(Beginning of Study material)

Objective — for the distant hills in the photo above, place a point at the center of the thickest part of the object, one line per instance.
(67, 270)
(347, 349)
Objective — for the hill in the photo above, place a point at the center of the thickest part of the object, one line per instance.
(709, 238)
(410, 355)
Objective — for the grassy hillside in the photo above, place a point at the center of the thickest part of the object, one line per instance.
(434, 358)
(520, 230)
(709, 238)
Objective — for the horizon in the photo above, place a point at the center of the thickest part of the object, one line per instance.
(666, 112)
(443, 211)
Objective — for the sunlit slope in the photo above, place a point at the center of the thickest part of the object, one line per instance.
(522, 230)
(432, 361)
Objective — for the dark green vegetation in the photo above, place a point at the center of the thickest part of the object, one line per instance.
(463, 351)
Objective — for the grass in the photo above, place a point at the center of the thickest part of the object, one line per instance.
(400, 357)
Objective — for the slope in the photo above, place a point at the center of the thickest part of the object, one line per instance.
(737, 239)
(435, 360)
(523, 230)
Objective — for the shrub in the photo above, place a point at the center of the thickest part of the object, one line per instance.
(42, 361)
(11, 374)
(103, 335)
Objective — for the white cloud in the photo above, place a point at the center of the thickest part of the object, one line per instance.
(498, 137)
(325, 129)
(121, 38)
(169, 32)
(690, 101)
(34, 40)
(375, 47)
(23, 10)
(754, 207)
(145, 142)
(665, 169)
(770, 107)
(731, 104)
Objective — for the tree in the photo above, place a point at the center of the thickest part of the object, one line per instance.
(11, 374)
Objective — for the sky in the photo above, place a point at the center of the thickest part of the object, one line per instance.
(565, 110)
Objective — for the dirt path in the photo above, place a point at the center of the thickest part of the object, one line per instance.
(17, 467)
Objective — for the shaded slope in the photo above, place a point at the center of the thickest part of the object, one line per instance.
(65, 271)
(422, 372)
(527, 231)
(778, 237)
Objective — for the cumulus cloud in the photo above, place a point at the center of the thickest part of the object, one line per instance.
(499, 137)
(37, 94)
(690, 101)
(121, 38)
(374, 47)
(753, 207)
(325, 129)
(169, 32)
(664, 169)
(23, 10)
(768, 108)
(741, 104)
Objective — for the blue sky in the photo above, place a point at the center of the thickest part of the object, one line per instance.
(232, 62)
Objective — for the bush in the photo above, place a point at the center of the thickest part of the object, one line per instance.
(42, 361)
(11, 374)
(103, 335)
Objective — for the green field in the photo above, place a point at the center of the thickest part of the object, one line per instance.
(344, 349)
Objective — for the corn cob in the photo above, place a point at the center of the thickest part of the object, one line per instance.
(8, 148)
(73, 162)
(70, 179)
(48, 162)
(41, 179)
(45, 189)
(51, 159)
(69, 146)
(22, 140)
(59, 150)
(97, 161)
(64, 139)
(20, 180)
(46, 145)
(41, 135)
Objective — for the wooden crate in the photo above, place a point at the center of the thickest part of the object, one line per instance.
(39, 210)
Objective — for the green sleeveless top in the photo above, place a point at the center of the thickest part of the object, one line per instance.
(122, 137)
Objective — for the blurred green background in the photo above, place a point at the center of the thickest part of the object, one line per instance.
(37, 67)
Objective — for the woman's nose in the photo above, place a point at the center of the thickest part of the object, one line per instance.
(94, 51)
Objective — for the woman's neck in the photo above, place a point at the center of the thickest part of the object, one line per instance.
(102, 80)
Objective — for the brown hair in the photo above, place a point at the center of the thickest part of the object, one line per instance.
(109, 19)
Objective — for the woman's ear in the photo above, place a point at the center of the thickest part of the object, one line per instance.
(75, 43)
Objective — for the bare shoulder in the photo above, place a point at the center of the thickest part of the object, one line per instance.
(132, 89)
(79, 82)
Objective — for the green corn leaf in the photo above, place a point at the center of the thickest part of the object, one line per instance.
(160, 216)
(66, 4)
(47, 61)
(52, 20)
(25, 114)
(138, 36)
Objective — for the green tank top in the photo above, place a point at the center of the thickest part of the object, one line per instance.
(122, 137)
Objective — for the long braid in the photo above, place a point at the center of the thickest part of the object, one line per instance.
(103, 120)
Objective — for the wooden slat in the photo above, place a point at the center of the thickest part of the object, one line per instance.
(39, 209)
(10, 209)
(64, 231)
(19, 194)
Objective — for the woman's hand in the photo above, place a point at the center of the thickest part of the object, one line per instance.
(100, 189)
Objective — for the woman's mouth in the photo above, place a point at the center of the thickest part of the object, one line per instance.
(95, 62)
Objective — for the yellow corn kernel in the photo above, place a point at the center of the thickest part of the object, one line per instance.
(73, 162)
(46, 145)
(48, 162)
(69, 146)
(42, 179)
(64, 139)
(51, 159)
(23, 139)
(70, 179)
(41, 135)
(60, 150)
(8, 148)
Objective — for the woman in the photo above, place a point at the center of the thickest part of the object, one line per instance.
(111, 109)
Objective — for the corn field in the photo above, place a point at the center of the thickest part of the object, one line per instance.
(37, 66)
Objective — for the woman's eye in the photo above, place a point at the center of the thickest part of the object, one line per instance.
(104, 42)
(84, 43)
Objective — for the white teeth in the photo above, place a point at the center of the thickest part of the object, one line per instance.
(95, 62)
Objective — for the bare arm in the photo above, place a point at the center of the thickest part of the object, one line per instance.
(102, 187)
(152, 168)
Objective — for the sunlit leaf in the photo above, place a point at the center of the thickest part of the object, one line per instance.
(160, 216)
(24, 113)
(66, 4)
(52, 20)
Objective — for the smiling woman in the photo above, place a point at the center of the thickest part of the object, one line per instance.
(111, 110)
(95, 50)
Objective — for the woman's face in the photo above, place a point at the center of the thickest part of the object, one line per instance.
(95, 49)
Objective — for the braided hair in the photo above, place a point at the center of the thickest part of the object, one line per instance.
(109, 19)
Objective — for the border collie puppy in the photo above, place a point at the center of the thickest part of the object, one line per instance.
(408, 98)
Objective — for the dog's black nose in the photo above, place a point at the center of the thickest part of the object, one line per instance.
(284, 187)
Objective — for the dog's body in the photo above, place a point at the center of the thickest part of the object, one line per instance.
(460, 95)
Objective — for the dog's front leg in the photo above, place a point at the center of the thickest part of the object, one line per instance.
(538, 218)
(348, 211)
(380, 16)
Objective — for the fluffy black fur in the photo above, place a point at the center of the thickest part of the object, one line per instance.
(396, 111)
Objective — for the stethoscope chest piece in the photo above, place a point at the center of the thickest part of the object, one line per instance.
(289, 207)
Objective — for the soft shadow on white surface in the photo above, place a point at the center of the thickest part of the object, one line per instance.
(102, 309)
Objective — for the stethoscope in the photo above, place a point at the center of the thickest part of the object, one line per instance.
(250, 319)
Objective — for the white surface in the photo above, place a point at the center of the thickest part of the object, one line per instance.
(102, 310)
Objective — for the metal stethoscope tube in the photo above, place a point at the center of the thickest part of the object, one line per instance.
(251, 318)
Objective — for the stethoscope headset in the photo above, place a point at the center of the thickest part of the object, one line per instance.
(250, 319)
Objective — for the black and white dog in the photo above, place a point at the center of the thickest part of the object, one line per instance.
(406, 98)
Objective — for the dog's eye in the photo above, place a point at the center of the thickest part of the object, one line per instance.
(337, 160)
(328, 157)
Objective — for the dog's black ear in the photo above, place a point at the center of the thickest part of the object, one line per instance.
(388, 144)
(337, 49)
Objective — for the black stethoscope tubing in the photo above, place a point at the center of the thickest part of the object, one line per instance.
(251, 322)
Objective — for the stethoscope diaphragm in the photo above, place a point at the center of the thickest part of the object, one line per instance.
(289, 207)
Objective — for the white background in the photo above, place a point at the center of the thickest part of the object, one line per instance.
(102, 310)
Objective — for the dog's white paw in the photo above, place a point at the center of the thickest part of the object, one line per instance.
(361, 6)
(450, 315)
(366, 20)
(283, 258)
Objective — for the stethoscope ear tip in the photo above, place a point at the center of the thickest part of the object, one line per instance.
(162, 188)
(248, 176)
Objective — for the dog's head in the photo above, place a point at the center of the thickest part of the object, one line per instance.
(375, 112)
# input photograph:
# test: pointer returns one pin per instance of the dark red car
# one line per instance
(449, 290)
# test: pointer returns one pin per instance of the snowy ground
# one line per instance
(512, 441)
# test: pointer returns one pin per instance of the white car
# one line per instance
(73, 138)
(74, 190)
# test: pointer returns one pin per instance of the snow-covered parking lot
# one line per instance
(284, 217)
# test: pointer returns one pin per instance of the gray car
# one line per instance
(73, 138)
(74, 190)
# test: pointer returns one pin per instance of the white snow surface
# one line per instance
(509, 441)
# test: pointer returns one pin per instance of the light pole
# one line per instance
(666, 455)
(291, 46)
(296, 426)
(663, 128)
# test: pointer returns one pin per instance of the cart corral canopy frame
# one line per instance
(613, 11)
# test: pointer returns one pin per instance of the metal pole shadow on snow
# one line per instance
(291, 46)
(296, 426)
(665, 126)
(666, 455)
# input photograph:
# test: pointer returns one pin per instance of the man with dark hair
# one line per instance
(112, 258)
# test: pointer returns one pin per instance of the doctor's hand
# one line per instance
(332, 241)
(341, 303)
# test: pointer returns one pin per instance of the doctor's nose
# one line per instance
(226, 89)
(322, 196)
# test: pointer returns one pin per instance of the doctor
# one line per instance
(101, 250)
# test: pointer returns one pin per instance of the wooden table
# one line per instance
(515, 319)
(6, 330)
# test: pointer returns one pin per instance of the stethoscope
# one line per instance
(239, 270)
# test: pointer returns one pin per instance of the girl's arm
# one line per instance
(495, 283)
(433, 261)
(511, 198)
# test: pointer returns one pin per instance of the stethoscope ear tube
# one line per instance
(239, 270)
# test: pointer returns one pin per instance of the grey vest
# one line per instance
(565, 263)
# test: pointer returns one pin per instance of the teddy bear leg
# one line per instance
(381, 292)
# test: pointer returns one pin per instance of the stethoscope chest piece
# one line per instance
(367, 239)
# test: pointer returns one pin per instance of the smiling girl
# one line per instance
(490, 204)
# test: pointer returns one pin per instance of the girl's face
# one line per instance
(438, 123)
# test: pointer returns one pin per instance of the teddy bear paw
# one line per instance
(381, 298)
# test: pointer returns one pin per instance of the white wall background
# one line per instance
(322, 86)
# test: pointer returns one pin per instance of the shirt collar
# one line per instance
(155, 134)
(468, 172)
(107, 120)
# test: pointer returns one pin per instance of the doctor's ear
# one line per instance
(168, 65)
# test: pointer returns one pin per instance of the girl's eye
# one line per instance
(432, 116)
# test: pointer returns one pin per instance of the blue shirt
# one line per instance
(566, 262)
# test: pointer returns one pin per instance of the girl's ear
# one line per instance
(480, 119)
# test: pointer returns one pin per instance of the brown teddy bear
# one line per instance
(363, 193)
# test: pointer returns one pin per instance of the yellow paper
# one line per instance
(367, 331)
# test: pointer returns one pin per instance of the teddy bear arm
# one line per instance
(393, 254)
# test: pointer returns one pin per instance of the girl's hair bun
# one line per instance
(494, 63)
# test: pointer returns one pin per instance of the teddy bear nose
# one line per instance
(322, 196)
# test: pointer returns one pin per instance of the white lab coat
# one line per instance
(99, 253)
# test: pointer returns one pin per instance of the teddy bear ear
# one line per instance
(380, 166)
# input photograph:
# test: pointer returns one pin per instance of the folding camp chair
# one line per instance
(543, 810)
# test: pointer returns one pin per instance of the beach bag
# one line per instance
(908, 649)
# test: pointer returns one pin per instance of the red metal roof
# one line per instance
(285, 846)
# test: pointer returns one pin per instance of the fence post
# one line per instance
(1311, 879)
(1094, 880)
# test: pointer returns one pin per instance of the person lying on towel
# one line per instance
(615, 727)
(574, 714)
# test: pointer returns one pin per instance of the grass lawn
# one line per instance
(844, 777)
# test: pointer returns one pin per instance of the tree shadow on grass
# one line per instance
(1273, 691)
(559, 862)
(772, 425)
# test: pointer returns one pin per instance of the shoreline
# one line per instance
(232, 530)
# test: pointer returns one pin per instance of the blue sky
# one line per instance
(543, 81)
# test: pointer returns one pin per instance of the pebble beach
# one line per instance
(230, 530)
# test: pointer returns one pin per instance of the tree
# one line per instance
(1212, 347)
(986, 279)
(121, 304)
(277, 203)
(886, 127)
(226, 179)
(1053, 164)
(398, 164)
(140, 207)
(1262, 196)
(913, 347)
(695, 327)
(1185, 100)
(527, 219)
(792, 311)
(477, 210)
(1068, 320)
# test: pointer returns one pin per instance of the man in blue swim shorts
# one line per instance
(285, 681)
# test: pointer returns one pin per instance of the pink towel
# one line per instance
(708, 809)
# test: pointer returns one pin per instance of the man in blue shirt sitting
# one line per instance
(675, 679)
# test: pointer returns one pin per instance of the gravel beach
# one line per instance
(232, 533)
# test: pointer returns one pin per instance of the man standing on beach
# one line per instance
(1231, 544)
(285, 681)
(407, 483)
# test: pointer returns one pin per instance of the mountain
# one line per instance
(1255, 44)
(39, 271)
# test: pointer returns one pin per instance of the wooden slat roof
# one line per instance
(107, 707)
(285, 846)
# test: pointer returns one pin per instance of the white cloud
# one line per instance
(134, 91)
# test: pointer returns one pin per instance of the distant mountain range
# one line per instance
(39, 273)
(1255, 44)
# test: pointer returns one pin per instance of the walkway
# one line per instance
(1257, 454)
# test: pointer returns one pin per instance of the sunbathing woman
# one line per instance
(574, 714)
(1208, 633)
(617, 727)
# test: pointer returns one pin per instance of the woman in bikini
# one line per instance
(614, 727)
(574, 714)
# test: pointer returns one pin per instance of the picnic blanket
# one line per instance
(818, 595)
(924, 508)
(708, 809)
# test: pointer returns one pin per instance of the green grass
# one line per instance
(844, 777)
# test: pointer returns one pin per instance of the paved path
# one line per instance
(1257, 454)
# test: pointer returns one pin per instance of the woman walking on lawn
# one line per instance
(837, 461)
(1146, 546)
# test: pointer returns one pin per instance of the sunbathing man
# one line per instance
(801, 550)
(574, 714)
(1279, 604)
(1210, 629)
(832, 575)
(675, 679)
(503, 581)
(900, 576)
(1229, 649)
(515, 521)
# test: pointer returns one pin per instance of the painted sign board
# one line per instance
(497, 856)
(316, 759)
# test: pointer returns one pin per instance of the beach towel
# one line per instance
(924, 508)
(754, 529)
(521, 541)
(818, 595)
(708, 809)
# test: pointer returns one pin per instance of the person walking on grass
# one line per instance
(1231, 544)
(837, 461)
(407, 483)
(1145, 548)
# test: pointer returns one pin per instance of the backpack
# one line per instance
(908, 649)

(End of Study material)

**What is required:** Each line above that includes "lawn" should be shown.

**Response to the task:**
# test: pointer returns one pin per instance of the grass lawn
# test: pointer returns one pin per instance of the woman walking on lawn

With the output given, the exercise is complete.